Copy out all the entries below, swapping every "lesson" for "exercise" and keeping everything else the same. Leave the pictures out of your answer.

=== INFORMATION SUPPLIED ===

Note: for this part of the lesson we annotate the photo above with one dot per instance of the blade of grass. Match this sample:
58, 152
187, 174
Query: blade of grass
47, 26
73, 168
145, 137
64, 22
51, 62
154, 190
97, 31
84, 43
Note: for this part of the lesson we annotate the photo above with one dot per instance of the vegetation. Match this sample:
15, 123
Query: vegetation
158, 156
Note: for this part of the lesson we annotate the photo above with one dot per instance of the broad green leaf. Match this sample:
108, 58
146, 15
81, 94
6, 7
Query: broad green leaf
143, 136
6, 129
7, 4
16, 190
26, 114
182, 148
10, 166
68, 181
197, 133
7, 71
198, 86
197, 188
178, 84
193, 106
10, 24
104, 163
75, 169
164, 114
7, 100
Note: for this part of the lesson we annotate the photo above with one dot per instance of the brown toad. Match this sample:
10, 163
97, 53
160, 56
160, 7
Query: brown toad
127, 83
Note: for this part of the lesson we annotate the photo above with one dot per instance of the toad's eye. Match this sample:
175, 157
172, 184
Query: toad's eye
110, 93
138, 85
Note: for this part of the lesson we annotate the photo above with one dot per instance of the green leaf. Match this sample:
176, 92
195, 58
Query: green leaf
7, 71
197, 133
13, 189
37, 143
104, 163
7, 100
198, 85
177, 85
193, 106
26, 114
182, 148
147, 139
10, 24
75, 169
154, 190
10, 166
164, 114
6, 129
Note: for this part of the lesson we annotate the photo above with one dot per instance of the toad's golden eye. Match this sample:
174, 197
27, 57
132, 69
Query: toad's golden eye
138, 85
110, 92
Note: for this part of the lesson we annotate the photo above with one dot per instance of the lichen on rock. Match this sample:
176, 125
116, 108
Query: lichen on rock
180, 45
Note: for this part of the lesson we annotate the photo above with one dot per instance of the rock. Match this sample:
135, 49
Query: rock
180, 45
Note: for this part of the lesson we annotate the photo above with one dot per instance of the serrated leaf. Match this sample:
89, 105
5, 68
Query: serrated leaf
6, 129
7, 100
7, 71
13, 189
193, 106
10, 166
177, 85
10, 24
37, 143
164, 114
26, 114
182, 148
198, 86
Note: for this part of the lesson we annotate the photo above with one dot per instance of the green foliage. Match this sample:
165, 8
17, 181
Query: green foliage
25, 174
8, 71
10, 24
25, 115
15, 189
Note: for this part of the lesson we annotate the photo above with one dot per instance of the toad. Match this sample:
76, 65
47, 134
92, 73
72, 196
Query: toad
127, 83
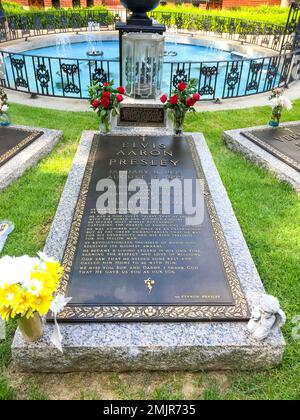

===

TASK ANSWER:
Note: for this part of the exercise we annotate the photo above with one dot per instance of the blade of grass. Match this sample:
58, 152
187, 174
Query: blade of grass
47, 26
73, 168
145, 137
64, 22
51, 62
154, 190
97, 31
84, 43
Note: for this part of the exercise we annotate the photo above with one dot per instance of the vegetation. Match this sample:
15, 123
Query: vegetation
158, 156
Note: for this part of the exercise we annotate the photo above with one dot per instance of the broad green leaf. Match this sample:
108, 58
146, 15
81, 94
6, 7
Query: broad green leaf
143, 136
6, 129
7, 4
16, 190
26, 114
182, 148
10, 166
68, 181
197, 133
7, 71
198, 86
197, 188
178, 84
193, 106
10, 24
104, 163
75, 169
164, 114
7, 100
Note: for this part of the exercise we annotate the photo above with one dot per instance of the brown toad. Match this sample:
10, 163
97, 53
160, 56
160, 7
Query: brown toad
127, 83
Note: for this part of the exercise we annotate the photo above with one dot per instance of the toad's eye. Match this sample:
175, 157
172, 184
Query: toad's eye
110, 93
138, 85
Note: for this part of the exercise we annotate the photo above with one dot per instance of the green leaf. Match this sample:
176, 92
195, 58
Query: green leaf
7, 71
197, 133
13, 189
37, 143
104, 163
7, 100
198, 85
177, 85
193, 106
26, 114
182, 148
147, 139
10, 24
75, 169
154, 190
10, 166
164, 114
6, 129
Note: for this part of the exercise we annotate the photo above with one dot per instance of the toad's golden eye. Match this sample:
174, 197
27, 57
132, 69
Query: toad's golden eye
138, 85
110, 92
Note: for this part of the exercise we annotate the photo above with one dot per instance of the lichen on rock. Match this sample:
176, 125
116, 108
Query: lichen on rock
180, 45
Note: for this part of the exercise we annotate the photo above with one dot per instance of the rock. Match this sample:
135, 49
Query: rock
180, 45
Note: for this part of the exercise we annotate the photo above with one dot per instance of the serrated leaf. Match this sample:
89, 105
5, 68
Query: serrated leaf
6, 129
7, 100
7, 71
13, 189
193, 106
10, 166
177, 85
10, 24
37, 143
164, 114
26, 114
182, 148
198, 86
Note: for this part of the exercise we annotate the photo above with one dot per instance of the green foliage. Match this sample:
165, 8
17, 181
Query: green foliage
25, 174
8, 71
10, 24
25, 115
15, 189
Note: for this part of the exercise we annotate the photo above with one dot per instance of the toad. Match this sample:
76, 65
47, 134
92, 73
72, 196
Query: toad
127, 83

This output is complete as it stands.